#### [Your task]
A line below contains "point: blurred background", and a later one contains "like x=585, y=423.". Repeat both, with every line between them, exactly.

#### [Data for processing]

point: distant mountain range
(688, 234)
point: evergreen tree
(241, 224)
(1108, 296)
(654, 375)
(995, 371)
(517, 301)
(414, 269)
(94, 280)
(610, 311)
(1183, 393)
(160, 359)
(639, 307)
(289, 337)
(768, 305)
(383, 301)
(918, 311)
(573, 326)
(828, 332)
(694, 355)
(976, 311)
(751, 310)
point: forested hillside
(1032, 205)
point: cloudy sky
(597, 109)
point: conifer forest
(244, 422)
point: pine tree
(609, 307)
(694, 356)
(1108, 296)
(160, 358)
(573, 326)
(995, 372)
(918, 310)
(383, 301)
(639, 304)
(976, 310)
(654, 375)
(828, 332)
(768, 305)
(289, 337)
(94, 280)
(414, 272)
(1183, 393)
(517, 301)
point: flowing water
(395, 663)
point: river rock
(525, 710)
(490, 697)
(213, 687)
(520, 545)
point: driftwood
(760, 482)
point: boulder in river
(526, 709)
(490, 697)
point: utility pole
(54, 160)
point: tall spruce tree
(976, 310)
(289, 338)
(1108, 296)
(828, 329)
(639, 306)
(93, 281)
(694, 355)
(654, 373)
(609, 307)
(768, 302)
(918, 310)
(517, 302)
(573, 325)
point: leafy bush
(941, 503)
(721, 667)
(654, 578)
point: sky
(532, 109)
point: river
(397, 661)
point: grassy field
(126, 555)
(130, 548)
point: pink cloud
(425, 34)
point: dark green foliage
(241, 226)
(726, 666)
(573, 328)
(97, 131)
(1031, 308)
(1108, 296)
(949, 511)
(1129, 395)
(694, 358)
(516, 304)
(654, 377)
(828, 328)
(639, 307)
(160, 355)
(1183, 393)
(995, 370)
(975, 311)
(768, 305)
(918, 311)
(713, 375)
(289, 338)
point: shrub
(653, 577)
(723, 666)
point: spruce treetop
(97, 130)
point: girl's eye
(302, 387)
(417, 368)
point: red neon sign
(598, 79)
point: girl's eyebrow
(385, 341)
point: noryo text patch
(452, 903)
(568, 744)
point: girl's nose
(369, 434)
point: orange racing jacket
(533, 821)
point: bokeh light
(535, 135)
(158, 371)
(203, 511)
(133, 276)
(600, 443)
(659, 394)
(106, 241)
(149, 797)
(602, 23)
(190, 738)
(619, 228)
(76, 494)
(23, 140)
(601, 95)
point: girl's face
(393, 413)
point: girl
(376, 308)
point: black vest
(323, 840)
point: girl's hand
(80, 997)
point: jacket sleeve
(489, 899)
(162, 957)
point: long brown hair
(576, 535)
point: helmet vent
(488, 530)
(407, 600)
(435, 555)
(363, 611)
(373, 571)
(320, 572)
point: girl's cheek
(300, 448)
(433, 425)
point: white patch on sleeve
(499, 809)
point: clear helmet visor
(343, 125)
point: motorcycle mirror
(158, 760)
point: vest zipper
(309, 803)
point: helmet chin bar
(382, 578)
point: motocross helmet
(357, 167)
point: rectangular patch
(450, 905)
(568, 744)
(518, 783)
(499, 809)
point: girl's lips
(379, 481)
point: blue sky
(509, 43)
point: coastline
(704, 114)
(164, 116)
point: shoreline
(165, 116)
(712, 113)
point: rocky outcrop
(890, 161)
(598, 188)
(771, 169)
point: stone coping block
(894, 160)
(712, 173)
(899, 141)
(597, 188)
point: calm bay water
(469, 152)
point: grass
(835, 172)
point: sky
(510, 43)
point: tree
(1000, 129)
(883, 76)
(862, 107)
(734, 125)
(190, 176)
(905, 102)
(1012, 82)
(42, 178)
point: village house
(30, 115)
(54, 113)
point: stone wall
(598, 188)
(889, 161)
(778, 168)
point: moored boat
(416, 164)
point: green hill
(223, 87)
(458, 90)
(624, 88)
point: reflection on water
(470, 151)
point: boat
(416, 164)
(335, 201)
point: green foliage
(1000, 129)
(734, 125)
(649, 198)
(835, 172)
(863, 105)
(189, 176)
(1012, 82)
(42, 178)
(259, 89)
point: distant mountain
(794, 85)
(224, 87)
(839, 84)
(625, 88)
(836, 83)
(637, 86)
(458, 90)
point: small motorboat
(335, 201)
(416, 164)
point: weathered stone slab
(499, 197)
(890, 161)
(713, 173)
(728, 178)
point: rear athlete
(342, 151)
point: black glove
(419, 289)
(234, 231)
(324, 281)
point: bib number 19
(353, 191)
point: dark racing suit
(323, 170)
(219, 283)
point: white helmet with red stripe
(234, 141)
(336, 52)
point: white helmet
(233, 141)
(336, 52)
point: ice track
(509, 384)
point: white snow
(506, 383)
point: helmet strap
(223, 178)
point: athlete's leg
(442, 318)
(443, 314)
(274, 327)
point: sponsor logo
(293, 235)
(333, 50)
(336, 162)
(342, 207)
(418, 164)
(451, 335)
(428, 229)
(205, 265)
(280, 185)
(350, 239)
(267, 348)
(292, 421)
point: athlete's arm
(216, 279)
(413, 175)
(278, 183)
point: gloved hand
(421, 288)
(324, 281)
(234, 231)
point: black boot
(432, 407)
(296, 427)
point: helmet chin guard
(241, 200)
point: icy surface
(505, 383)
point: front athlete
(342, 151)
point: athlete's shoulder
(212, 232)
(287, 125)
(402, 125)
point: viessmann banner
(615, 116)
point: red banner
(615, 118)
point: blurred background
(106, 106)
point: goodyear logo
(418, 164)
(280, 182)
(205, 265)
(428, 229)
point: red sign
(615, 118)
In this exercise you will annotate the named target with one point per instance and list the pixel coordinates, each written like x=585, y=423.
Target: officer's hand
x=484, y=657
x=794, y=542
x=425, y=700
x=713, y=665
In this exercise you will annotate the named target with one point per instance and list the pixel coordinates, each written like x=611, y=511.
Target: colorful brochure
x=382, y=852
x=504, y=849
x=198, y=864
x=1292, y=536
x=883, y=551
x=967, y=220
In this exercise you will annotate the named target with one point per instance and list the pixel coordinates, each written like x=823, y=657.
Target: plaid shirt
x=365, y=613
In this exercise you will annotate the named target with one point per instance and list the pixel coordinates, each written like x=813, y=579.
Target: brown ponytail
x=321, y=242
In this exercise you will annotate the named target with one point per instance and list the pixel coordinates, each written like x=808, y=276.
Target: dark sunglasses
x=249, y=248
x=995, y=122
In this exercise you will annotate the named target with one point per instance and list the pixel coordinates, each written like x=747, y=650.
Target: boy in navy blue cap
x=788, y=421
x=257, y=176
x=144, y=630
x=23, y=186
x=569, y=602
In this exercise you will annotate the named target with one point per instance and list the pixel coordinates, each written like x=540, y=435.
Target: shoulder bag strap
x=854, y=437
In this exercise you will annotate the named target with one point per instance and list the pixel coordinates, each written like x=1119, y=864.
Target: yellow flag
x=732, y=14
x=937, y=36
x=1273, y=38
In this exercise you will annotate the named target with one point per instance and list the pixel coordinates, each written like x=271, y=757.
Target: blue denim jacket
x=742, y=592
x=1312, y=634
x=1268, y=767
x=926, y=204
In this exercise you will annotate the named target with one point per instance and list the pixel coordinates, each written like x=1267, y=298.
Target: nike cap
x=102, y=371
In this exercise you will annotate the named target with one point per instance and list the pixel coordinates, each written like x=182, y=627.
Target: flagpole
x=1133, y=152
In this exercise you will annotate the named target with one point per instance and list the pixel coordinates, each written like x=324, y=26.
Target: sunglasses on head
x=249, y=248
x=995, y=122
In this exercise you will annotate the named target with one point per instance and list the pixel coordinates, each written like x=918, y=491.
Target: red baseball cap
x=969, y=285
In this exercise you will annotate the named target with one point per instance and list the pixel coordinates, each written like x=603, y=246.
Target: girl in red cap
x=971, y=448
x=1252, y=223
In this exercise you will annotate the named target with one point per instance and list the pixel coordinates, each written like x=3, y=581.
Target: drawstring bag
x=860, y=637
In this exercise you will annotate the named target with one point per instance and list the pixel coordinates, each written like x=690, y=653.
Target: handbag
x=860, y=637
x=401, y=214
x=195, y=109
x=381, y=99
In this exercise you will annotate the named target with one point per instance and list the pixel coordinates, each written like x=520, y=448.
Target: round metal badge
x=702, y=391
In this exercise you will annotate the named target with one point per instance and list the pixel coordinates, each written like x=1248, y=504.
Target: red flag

#### [Expected answer]
point: blurred background
(106, 106)
point: goodyear logo
(418, 164)
(280, 182)
(205, 265)
(428, 229)
point: red sign
(615, 118)
In this exercise you will annotate the named target with one point per instance and list the pixel coordinates, each written like x=585, y=423.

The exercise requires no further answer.